Rivers And Life


A river is but a larger brook. And yet by virtue of its volume, it

manifests features which are peculiarly its own, and exerts

influences which have not alone affected individual moods and

imaginings, but often profoundly modified and moulded the

destinies of peoples and civilisations. The two outstanding

instances are the Nile and the Ganges.



The Nile has attracted to itself, from the dawn of history to
he

present day, a peculiar share of wonder and renown. It is the

longest river of its continent--possibly of the world; and the

exploration of its sources is only just completed. It flows

through a limestone country over which, save for its beneficent

action, would drive the parched sands of the Libyan desert. Its

periodic inundations, with their rich deposits of alluvial soil,

repel the encroaching wastes, and solve the problem of the food

supply. Egypt has with good reason been called "the gift of the

Nile."

** Given task a **
According to the passage on rivers, what has Egypt been called?

** Available data **
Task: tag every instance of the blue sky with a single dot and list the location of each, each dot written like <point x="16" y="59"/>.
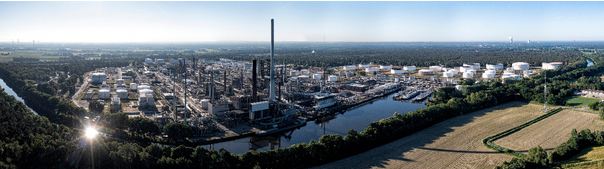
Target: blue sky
<point x="301" y="21"/>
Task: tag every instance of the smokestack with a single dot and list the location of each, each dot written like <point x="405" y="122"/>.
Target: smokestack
<point x="254" y="80"/>
<point x="272" y="86"/>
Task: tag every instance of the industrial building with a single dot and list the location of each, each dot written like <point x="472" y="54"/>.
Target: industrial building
<point x="409" y="68"/>
<point x="497" y="66"/>
<point x="520" y="66"/>
<point x="98" y="78"/>
<point x="551" y="65"/>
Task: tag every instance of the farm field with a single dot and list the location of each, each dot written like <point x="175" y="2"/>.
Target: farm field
<point x="579" y="101"/>
<point x="454" y="143"/>
<point x="591" y="154"/>
<point x="552" y="131"/>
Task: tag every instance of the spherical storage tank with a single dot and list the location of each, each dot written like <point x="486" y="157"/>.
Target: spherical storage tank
<point x="520" y="66"/>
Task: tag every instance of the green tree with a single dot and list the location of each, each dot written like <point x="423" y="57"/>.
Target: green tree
<point x="95" y="106"/>
<point x="178" y="130"/>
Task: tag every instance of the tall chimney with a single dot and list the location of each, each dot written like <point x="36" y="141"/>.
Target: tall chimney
<point x="254" y="80"/>
<point x="272" y="86"/>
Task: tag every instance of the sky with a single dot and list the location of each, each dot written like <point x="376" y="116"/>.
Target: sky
<point x="301" y="21"/>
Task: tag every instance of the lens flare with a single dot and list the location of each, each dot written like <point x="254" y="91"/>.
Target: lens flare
<point x="91" y="132"/>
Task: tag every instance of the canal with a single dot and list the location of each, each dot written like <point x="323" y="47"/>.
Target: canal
<point x="10" y="91"/>
<point x="357" y="119"/>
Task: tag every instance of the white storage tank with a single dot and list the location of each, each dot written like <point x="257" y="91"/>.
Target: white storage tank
<point x="551" y="65"/>
<point x="349" y="67"/>
<point x="488" y="75"/>
<point x="385" y="66"/>
<point x="204" y="104"/>
<point x="104" y="94"/>
<point x="425" y="72"/>
<point x="468" y="75"/>
<point x="520" y="66"/>
<point x="294" y="73"/>
<point x="436" y="68"/>
<point x="497" y="66"/>
<point x="333" y="78"/>
<point x="121" y="93"/>
<point x="454" y="71"/>
<point x="317" y="76"/>
<point x="369" y="69"/>
<point x="363" y="66"/>
<point x="397" y="71"/>
<point x="465" y="68"/>
<point x="133" y="86"/>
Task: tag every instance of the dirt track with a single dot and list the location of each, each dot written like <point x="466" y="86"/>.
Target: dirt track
<point x="454" y="143"/>
<point x="552" y="131"/>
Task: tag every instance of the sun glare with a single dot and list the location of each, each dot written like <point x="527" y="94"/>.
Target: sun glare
<point x="91" y="132"/>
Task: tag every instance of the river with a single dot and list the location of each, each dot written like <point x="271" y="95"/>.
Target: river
<point x="11" y="92"/>
<point x="357" y="118"/>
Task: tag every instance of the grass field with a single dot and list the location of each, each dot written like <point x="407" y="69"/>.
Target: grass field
<point x="591" y="154"/>
<point x="454" y="143"/>
<point x="579" y="101"/>
<point x="552" y="131"/>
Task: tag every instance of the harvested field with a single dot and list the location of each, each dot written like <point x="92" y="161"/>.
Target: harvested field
<point x="552" y="131"/>
<point x="454" y="143"/>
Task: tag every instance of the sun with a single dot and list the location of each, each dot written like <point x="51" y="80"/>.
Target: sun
<point x="91" y="132"/>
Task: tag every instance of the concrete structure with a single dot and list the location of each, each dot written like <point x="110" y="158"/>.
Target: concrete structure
<point x="317" y="76"/>
<point x="332" y="78"/>
<point x="520" y="66"/>
<point x="464" y="69"/>
<point x="259" y="110"/>
<point x="370" y="69"/>
<point x="473" y="65"/>
<point x="385" y="66"/>
<point x="364" y="66"/>
<point x="488" y="75"/>
<point x="426" y="72"/>
<point x="294" y="73"/>
<point x="98" y="78"/>
<point x="551" y="65"/>
<point x="133" y="86"/>
<point x="497" y="66"/>
<point x="349" y="67"/>
<point x="119" y="81"/>
<point x="122" y="94"/>
<point x="454" y="71"/>
<point x="397" y="71"/>
<point x="89" y="94"/>
<point x="468" y="75"/>
<point x="219" y="108"/>
<point x="436" y="68"/>
<point x="447" y="74"/>
<point x="104" y="93"/>
<point x="409" y="68"/>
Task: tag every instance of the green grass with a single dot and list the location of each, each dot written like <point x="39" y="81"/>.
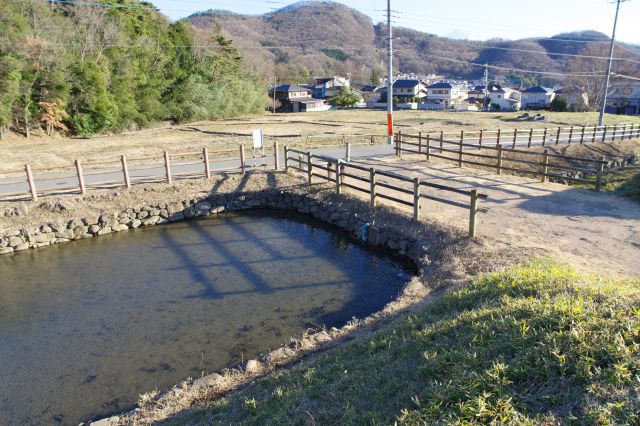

** Given task b **
Write out the lines of the rows word for word, starting at the line that contains "Task: tag every instance of the grass" and ending at the last line of the rows, with both ends included. Leave the pictures out.

** Full output a **
Egypt has been called "the gift of the Nile."

** Full output b **
Task: tag every instance of the grass field with a single dot and list the location of each, each dot written like <point x="407" y="69"/>.
Target: grass field
<point x="591" y="154"/>
<point x="454" y="143"/>
<point x="579" y="101"/>
<point x="552" y="131"/>
Task: tag every instance of the harvested field with a single dot and list the location of each, each dot written like <point x="92" y="161"/>.
Target: harvested field
<point x="552" y="131"/>
<point x="454" y="143"/>
Task: tag every instance of the sun with a single dot and list the location of each, each dot written like <point x="51" y="80"/>.
Target: sun
<point x="91" y="132"/>
Task: tag every instance of the concrete structure with a single dot and list the location of each, each dot written like <point x="110" y="158"/>.
Target: concrete structure
<point x="317" y="76"/>
<point x="332" y="78"/>
<point x="520" y="66"/>
<point x="464" y="69"/>
<point x="259" y="110"/>
<point x="370" y="69"/>
<point x="473" y="65"/>
<point x="385" y="66"/>
<point x="364" y="66"/>
<point x="488" y="75"/>
<point x="426" y="72"/>
<point x="294" y="73"/>
<point x="98" y="78"/>
<point x="551" y="65"/>
<point x="133" y="86"/>
<point x="497" y="66"/>
<point x="349" y="67"/>
<point x="119" y="81"/>
<point x="122" y="94"/>
<point x="454" y="71"/>
<point x="397" y="71"/>
<point x="89" y="94"/>
<point x="468" y="75"/>
<point x="219" y="108"/>
<point x="436" y="68"/>
<point x="447" y="74"/>
<point x="104" y="93"/>
<point x="409" y="68"/>
Task: tag every instance of the green grass with a single dot and list the location of each, each dot written like <point x="39" y="81"/>.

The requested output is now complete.